Dataset rows on where objects appear:
** start **

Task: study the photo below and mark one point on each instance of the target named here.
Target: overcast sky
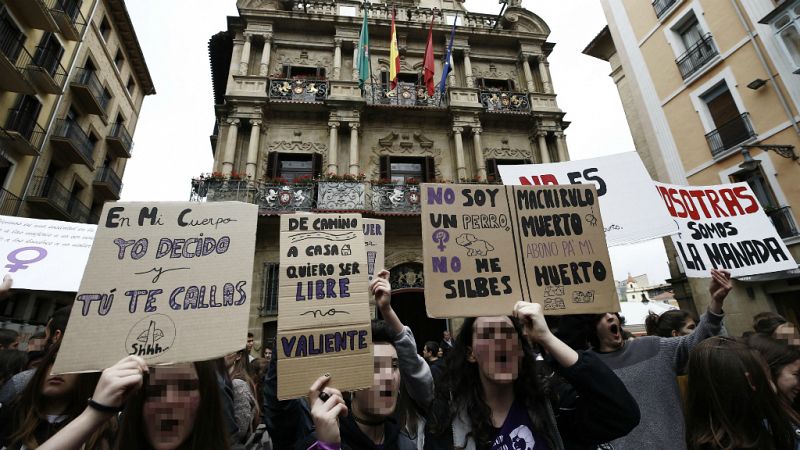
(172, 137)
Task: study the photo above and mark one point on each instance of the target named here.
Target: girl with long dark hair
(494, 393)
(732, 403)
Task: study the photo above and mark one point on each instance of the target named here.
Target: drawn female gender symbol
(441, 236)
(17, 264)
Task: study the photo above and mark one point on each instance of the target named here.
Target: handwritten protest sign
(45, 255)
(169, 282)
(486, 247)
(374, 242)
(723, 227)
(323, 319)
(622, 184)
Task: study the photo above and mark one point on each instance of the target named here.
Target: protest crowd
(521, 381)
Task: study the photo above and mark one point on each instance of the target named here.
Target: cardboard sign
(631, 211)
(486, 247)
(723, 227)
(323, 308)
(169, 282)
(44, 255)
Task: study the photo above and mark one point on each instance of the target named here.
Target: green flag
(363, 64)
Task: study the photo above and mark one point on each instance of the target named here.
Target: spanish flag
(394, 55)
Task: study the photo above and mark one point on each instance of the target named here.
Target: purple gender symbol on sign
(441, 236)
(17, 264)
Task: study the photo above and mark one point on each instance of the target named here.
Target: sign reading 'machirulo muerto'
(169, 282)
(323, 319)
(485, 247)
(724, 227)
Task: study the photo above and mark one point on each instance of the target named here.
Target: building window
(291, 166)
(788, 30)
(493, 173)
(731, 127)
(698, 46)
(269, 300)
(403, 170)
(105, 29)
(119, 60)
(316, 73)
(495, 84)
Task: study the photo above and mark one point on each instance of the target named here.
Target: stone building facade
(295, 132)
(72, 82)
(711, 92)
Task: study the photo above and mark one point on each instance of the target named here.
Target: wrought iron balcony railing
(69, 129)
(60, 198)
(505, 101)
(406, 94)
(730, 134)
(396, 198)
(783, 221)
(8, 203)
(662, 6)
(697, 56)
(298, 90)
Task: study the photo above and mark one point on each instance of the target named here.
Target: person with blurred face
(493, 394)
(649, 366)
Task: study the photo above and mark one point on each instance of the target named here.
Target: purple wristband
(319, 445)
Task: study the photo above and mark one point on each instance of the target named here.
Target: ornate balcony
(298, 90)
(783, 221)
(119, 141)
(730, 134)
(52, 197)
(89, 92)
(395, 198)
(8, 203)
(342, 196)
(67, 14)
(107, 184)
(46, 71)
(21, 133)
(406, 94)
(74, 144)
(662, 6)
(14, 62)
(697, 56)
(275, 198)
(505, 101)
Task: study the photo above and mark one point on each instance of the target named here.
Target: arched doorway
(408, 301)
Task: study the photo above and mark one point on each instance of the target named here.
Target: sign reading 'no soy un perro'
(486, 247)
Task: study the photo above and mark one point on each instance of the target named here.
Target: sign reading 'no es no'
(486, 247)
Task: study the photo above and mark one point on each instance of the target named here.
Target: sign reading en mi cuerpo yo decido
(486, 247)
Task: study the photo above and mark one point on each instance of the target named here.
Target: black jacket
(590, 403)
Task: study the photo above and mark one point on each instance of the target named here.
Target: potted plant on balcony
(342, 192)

** end **

Task prompt: Collect every line of the records that contains the word "protest". Only matches with the same letter case count.

Answer to this problem:
Target: handwritten protest sign
Target: protest crowd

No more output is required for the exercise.